▼
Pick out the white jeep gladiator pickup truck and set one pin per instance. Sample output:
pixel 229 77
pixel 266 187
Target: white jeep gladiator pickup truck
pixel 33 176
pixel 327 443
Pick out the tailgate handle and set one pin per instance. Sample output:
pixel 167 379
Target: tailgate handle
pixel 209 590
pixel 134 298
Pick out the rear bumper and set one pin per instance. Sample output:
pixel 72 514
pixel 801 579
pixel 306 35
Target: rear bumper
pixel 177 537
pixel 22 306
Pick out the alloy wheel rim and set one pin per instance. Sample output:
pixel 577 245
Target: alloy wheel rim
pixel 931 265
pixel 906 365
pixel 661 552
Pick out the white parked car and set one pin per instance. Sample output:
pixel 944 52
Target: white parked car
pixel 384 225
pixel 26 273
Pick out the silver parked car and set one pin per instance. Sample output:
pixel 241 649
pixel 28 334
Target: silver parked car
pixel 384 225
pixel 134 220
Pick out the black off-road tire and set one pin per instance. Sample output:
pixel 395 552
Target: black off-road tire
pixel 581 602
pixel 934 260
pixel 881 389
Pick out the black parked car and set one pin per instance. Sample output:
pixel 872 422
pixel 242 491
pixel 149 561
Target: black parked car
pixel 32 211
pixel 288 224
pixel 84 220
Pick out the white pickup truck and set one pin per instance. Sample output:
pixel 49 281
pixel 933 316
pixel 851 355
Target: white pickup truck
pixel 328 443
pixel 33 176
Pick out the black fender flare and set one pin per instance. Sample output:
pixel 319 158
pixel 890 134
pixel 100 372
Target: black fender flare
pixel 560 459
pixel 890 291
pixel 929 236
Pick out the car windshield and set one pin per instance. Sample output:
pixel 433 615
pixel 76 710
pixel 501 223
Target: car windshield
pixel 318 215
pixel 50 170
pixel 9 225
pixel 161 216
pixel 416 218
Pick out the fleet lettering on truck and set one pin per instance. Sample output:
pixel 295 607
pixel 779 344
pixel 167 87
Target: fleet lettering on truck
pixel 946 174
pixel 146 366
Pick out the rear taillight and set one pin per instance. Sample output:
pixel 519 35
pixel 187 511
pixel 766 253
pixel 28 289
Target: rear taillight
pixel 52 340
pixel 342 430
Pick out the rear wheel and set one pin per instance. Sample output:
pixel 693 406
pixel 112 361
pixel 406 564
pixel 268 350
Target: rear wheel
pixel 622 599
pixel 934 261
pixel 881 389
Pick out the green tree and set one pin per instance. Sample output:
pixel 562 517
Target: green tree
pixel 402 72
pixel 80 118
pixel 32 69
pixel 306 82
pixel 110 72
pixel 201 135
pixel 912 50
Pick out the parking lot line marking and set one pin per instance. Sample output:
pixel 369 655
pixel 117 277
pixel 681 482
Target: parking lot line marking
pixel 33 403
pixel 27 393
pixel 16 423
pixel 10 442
▲
* **What you will do**
Make a verbatim transcription of all the material.

* **Answer box**
Pick out the white jeep gladiator pickup truck and set one pin per instance. Sample output:
pixel 229 77
pixel 266 187
Target: white jeep gladiator pickup truck
pixel 33 176
pixel 327 443
Pick out the tailgate handle and set one pin per instance. Sample output:
pixel 167 379
Target: tailgate handle
pixel 209 590
pixel 134 298
Pick out the rear bumper and set one pin per instance. Sample output:
pixel 72 514
pixel 801 579
pixel 306 35
Target: rear bumper
pixel 177 537
pixel 22 306
Pick out the alloy wheel rim and set one pin per instance. Sample output:
pixel 577 245
Target: alloy wheel rim
pixel 931 265
pixel 906 365
pixel 661 552
Pick out the white parked car and set one pin per instance. Sample output:
pixel 944 52
Target: white parked car
pixel 384 225
pixel 26 273
Pick out the silver parked car and set one pin per instance. Sample output:
pixel 241 649
pixel 28 334
Target: silver parked car
pixel 384 225
pixel 134 220
Pick out the black off-road tire and set one pin per instance. Sample output:
pixel 395 552
Target: black off-road tire
pixel 581 602
pixel 934 260
pixel 881 389
Pick out the black parked car and set one pin per instance. Sample output:
pixel 872 422
pixel 242 491
pixel 149 561
Target: black parked car
pixel 32 211
pixel 288 224
pixel 84 220
Pick out the white pickup truck and set one pin per instance. Sample output:
pixel 49 281
pixel 933 316
pixel 851 355
Target: white pickup truck
pixel 328 443
pixel 33 176
Pick out the black fender flare and set one pin per instance. Sample output:
pixel 319 158
pixel 890 134
pixel 100 372
Target: black fender flare
pixel 560 459
pixel 890 291
pixel 929 236
Pick out the car windshield and set one pin per instance. Sample output:
pixel 433 615
pixel 76 710
pixel 501 223
Target: car windshield
pixel 318 215
pixel 50 170
pixel 9 225
pixel 161 216
pixel 416 218
Pick out the fleet lettering on truck and set one pin per instance. Sample output:
pixel 295 607
pixel 779 344
pixel 167 87
Target: fleet lettering on truck
pixel 946 174
pixel 146 366
Pick out the rear taillight and set one pin per instance. Sample output:
pixel 519 35
pixel 187 511
pixel 766 253
pixel 28 289
Target: rear taillight
pixel 52 340
pixel 342 430
Pick out the rear wheel and set one pin per instance. Sample output:
pixel 693 406
pixel 112 361
pixel 406 564
pixel 268 350
Target: rear wheel
pixel 622 599
pixel 934 261
pixel 881 389
Pick out the green tree and set one pin per instance. Sample output:
pixel 562 517
Target: green tree
pixel 402 72
pixel 80 118
pixel 32 69
pixel 306 82
pixel 110 72
pixel 201 135
pixel 912 50
Pick out the parking lot line marking and set one pin per instance. Sample output:
pixel 369 655
pixel 117 277
pixel 681 482
Target: parking lot line marking
pixel 33 403
pixel 27 393
pixel 16 423
pixel 10 442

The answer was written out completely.